Rewrite the material below, swapping each occurrence of "drop" for "place" and leaving everything else as it is.

◆ Records supplied ◆
——

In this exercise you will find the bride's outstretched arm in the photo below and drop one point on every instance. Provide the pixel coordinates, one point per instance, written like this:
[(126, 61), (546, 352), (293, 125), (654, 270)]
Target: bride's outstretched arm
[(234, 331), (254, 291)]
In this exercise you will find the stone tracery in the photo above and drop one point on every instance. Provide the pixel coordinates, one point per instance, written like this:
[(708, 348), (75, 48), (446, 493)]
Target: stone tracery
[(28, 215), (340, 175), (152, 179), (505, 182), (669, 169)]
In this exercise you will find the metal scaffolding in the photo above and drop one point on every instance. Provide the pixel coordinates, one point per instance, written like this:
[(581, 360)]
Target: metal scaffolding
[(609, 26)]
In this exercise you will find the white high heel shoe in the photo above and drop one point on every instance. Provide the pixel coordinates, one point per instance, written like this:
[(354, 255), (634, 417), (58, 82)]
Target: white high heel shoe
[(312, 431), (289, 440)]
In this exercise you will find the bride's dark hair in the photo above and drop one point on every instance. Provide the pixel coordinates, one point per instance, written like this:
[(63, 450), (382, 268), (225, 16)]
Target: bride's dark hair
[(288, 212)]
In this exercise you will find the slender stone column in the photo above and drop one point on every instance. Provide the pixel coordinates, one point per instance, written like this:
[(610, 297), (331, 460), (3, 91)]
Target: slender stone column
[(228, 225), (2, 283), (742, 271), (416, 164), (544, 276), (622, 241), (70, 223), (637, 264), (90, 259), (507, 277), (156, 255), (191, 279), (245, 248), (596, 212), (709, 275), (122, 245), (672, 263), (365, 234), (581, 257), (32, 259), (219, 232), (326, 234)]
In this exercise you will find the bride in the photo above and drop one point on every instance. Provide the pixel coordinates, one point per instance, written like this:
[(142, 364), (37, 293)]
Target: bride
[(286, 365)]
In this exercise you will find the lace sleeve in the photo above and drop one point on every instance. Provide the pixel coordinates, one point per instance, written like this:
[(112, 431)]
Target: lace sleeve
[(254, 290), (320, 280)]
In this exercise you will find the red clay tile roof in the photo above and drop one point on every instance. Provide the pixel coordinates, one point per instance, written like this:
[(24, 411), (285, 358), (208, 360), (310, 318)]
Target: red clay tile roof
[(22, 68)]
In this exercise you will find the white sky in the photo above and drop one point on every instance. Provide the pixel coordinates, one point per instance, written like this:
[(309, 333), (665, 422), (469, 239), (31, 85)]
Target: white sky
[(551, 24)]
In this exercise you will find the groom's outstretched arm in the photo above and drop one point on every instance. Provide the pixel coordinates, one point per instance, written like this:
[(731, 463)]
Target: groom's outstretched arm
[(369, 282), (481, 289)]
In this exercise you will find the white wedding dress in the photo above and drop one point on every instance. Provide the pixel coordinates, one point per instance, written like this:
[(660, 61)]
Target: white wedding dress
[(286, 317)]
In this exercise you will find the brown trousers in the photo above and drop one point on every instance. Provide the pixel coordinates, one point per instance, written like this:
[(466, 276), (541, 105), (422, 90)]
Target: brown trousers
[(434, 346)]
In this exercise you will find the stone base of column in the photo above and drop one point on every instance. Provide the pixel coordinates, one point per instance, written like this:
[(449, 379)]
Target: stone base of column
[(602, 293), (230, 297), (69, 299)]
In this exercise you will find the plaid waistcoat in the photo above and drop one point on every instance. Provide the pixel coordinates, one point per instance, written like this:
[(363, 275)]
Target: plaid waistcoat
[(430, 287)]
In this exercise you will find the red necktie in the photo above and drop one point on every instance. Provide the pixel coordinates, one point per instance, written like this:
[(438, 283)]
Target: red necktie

——

◆ Solved exercise ◆
In this exercise you will find the bride's outstretched arm in the photo below and place one point on every instance. Provide the pixel coordinates, one point per instance, written like this:
[(126, 61), (546, 352), (293, 125), (654, 270)]
Target: bride's outstretched arm
[(234, 331), (254, 291)]
In this exercise you will find the stone tracery in the photo above and place one point on every instance. Provide the pixel coordinates, one point per instance, written like this:
[(708, 348), (75, 48), (446, 493)]
Target: stone tracery
[(28, 215), (340, 175), (152, 179), (505, 182), (669, 169)]
In this exercise you will find the metal scaffolding in the photo above and place one point on every instance. Provide the pixel coordinates, one point per instance, written like this:
[(581, 360)]
Target: metal scaffolding
[(609, 26)]
In this exercise you will find the white high heel shoe in the photo above and place one point on every instance. Provide the pixel coordinates, one point per instance, written like this:
[(354, 255), (634, 417), (58, 82)]
Target: white high heel shoe
[(312, 431), (289, 440)]
In this exercise you will find the bride's dark hair in the photo above and place one point on every instance. Provide the pixel coordinates, one point per instance, written like this:
[(63, 450), (382, 268), (225, 16)]
Target: bride's dark hair
[(288, 212)]
In this exercise you will find the slender stone column in the photo above and place one point on every instance. Provide the pixel coordinates, one point per instance, written like this:
[(610, 297), (331, 460), (3, 91)]
Target: slender stone column
[(228, 225), (2, 283), (742, 271), (416, 164), (544, 276), (622, 241), (70, 223), (637, 264), (90, 259), (507, 277), (156, 255), (191, 279), (245, 248), (596, 212), (709, 275), (122, 245), (672, 263), (365, 234), (581, 257), (32, 259), (219, 232), (326, 234)]
In this exercise you will find the bride in the photo above and place one point on every instance. Provide the pixel coordinates, one point per instance, written like this:
[(142, 364), (37, 293)]
Target: bride
[(286, 365)]
In this exercise you will find the lace sleeve in the photo above and place one point on every instance. Provide the pixel coordinates, one point per instance, written like this:
[(112, 431)]
Target: lace sleeve
[(254, 290), (320, 280)]
In this exercise you will find the red clay tile roof in the photo above and place one point on every instance. Provide the pixel coordinates, one point per instance, written like this:
[(24, 411), (285, 358), (208, 360), (310, 318)]
Target: red clay tile roof
[(22, 68)]
In this exercise you will find the white sky in the photo above and place one point on every instance. Provide the pixel coordinates, one point per instance, written like this:
[(309, 333), (665, 422), (469, 239), (31, 85)]
Target: white sky
[(551, 24)]
In this exercise you will find the groom's outstretched arm in the photo above and place one point on every instance. Provide the pixel coordinates, one point per instance, written like this:
[(731, 463)]
Target: groom's outstretched arm
[(369, 282), (481, 289)]
In this exercise you will find the white wedding dress in the photo above and place one point on every instance. Provide the pixel coordinates, one point per instance, written like this:
[(660, 61)]
Target: white wedding dress
[(286, 317)]
In this exercise you will find the brown trousers in the photo above and place one point on every instance. Provide the pixel coordinates, one point per instance, written like this:
[(466, 276), (541, 105), (422, 90)]
Target: brown trousers
[(434, 346)]
In this exercise you will find the stone base of column in the photo above and place one point on every instance. Provide the pixel coordinates, one point per instance, written like this:
[(449, 379)]
Target: stone base of column
[(602, 293), (230, 297), (69, 299)]
In this exercise you will find the plaid waistcoat in the photo above and place one point on every instance. Provide the pixel coordinates, one point per instance, written like this:
[(363, 275)]
Target: plaid waistcoat
[(430, 287)]
In this exercise you will find the red necktie in the photo above and place one point on every instance. Provide the pixel coordinates, one point per instance, written like this:
[(438, 283)]
Target: red necktie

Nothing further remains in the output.